• [Material to process]
══════════════════════════════

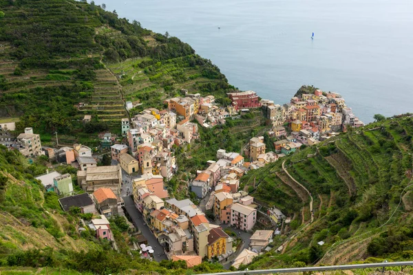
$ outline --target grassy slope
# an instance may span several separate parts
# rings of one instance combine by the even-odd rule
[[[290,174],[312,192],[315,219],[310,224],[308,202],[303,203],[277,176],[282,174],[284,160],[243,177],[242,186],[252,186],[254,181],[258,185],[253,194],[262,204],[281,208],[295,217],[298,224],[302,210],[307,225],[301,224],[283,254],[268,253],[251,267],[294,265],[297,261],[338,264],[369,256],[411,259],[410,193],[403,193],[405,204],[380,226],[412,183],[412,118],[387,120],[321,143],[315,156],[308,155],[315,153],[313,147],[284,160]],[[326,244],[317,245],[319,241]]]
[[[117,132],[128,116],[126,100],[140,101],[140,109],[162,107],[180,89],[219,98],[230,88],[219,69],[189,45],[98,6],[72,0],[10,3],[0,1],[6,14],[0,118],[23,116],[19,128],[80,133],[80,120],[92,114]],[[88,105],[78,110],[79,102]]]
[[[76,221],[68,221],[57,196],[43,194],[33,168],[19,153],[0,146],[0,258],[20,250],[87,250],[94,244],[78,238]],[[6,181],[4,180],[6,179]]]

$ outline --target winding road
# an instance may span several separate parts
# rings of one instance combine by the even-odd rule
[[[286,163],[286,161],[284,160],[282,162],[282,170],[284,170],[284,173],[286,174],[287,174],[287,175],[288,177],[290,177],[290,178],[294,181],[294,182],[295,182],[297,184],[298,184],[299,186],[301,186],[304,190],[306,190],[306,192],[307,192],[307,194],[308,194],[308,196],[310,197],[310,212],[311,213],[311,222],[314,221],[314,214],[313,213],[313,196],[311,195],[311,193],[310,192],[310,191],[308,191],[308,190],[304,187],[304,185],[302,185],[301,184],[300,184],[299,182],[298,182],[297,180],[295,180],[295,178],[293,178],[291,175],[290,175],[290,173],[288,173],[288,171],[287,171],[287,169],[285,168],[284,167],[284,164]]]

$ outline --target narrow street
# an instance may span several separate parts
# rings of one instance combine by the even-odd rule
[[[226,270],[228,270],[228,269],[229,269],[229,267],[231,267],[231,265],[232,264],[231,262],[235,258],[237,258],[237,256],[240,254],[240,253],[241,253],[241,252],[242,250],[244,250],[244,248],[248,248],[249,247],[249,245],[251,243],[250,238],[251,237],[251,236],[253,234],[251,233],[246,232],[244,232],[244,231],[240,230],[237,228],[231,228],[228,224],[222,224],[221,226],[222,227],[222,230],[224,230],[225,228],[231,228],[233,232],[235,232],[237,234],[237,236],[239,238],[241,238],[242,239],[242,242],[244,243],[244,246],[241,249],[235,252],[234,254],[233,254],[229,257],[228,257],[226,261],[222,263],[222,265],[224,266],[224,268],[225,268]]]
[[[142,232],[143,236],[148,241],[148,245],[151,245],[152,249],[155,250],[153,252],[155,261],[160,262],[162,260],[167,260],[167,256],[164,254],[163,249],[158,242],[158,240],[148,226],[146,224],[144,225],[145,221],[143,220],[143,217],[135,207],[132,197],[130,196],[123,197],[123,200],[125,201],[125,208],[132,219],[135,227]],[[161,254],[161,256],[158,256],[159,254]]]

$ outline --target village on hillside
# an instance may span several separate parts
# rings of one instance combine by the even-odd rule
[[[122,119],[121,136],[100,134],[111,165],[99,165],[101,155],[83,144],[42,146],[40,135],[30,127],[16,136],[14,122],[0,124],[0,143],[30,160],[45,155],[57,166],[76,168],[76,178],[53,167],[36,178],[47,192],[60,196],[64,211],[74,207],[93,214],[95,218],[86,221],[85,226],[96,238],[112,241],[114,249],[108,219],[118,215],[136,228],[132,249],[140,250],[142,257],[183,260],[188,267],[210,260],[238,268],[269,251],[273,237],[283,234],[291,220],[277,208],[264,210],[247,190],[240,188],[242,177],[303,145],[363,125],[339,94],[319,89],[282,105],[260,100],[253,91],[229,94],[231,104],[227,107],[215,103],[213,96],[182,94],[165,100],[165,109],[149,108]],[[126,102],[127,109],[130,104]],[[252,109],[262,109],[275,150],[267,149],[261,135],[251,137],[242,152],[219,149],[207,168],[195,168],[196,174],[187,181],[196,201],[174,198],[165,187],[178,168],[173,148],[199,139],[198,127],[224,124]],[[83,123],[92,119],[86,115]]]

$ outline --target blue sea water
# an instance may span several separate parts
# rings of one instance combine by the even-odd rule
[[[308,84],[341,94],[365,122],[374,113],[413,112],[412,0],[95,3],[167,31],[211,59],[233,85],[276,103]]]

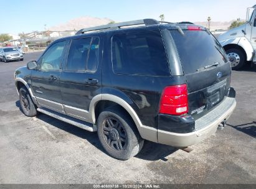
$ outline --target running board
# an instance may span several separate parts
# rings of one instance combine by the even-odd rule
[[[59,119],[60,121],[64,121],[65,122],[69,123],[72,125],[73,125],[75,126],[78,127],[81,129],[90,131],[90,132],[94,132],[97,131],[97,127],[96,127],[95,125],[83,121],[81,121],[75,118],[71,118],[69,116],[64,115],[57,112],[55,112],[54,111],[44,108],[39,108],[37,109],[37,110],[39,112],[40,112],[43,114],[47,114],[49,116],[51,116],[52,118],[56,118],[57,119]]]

══════════════════════════════

• [Request] Omit every picture, then reproduce the rest of the listing exactly.

• [Output]
$ outline --target grassy slope
# an instance may span several separate parts
# rings of one instance combine by the even-odd rule
[[[290,174],[312,192],[315,219],[310,224],[308,202],[303,203],[277,176],[282,174],[284,160],[243,177],[242,186],[252,186],[254,181],[258,185],[253,194],[262,204],[281,208],[295,217],[298,224],[302,210],[307,225],[301,224],[283,254],[268,253],[251,267],[294,265],[297,261],[338,264],[369,256],[411,259],[410,193],[403,193],[405,204],[380,226],[412,183],[412,118],[387,120],[321,143],[315,156],[308,155],[315,153],[313,147],[284,160]],[[326,244],[317,245],[319,241]]]
[[[117,132],[128,116],[126,100],[140,101],[140,109],[162,107],[180,89],[219,98],[230,88],[219,69],[189,45],[98,6],[72,0],[10,3],[0,1],[6,14],[0,118],[23,116],[19,128],[80,133],[80,120],[92,114]],[[88,105],[78,110],[79,102]]]
[[[76,221],[68,221],[57,196],[43,194],[33,168],[19,153],[0,146],[0,258],[20,250],[87,250],[94,244],[78,238]],[[6,181],[4,180],[6,179]]]

$ outline --target winding road
# an instance may span several separate parts
# rings of one instance combine by the even-odd rule
[[[286,163],[286,161],[284,160],[282,162],[282,170],[284,170],[284,173],[286,174],[287,174],[287,175],[288,177],[290,177],[290,178],[294,181],[294,182],[295,182],[297,184],[298,184],[299,186],[301,186],[304,190],[306,190],[306,192],[307,192],[307,194],[308,194],[308,196],[310,197],[310,212],[311,213],[311,222],[314,221],[314,214],[313,213],[313,196],[311,195],[311,193],[310,192],[310,191],[308,191],[308,190],[304,187],[304,185],[302,185],[301,184],[300,184],[299,182],[298,182],[297,180],[295,180],[295,178],[293,178],[291,175],[290,175],[290,173],[288,173],[288,171],[287,171],[287,169],[285,168],[284,167],[284,164]]]

$ outline --target narrow street
# an instance may span several separate parts
# rings of one instance combine by the even-odd rule
[[[226,270],[228,270],[228,269],[229,269],[229,267],[231,267],[231,265],[232,264],[231,262],[235,258],[237,258],[237,256],[240,254],[240,253],[241,253],[241,252],[242,250],[244,250],[244,248],[248,248],[249,247],[249,245],[251,243],[250,238],[251,237],[251,236],[253,234],[251,233],[246,232],[244,232],[244,231],[240,230],[237,228],[231,228],[228,224],[222,224],[221,226],[222,227],[222,230],[224,230],[225,228],[231,228],[233,232],[235,232],[237,234],[237,236],[239,238],[241,238],[242,239],[242,242],[244,243],[244,246],[241,249],[235,252],[234,254],[233,254],[229,257],[228,257],[226,261],[222,263],[222,265],[224,266],[224,268],[225,268]]]
[[[142,232],[143,236],[148,241],[148,245],[151,245],[152,249],[155,250],[153,252],[155,261],[160,262],[162,260],[167,260],[167,256],[164,254],[163,249],[158,242],[158,240],[148,226],[146,224],[144,225],[145,221],[143,220],[143,217],[135,207],[132,197],[130,196],[123,197],[123,200],[125,201],[125,208],[132,219],[135,227]],[[161,254],[161,256],[158,256],[159,254]]]

$ outline --target village on hillside
# an instance may span several separate parts
# rings of one instance combine by the even-odd rule
[[[122,119],[121,136],[100,134],[111,165],[99,165],[101,155],[83,144],[42,146],[40,135],[30,127],[16,136],[14,122],[0,124],[0,143],[30,160],[45,155],[57,166],[76,168],[76,178],[53,167],[36,178],[47,192],[60,196],[64,211],[74,207],[93,214],[95,218],[86,221],[85,226],[96,238],[112,241],[114,249],[108,219],[118,215],[136,228],[132,249],[140,250],[142,257],[183,260],[188,267],[210,260],[238,268],[269,251],[273,237],[283,234],[291,220],[277,208],[264,210],[247,190],[240,188],[242,177],[303,145],[363,125],[339,94],[319,89],[282,105],[260,100],[253,91],[229,94],[231,104],[227,107],[215,103],[213,96],[182,94],[165,100],[165,109],[149,108]],[[126,102],[127,109],[130,104]],[[252,109],[262,109],[275,150],[267,149],[261,135],[251,137],[242,152],[219,149],[207,168],[195,168],[196,174],[187,181],[196,201],[174,198],[165,187],[178,168],[173,148],[199,139],[198,127],[224,124]],[[83,123],[92,119],[86,115]]]

$ outline --target blue sea water
# an instance may span several separate parts
# rings of one instance combine by the even-odd rule
[[[308,84],[341,94],[365,122],[374,113],[413,112],[412,0],[95,3],[167,31],[211,59],[233,85],[276,103]]]

$ outline --target running board
# an instance may span several separate parts
# rings of one instance combine by the even-odd rule
[[[59,119],[60,121],[64,121],[65,122],[69,123],[72,125],[73,125],[75,126],[78,127],[81,129],[90,131],[90,132],[94,132],[97,131],[97,127],[96,127],[95,125],[83,121],[81,121],[75,118],[71,118],[69,116],[64,115],[57,112],[55,112],[54,111],[44,108],[39,108],[37,109],[37,110],[39,112],[40,112],[43,114],[47,114],[49,116],[51,116],[52,118],[56,118],[57,119]]]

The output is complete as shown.